===== Source material =====

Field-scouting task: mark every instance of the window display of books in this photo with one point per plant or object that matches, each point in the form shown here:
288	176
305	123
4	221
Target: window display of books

=====

→ **Instruction**
Reproduce the data above verbatim, preserving every line in its original order.

→ **Result for this task**
Field-scouting task: mark every instance of the window display of books in this photo with one point per plant or object that matches, each point in the form shown here:
288	176
305	123
4	221
Target: window display of books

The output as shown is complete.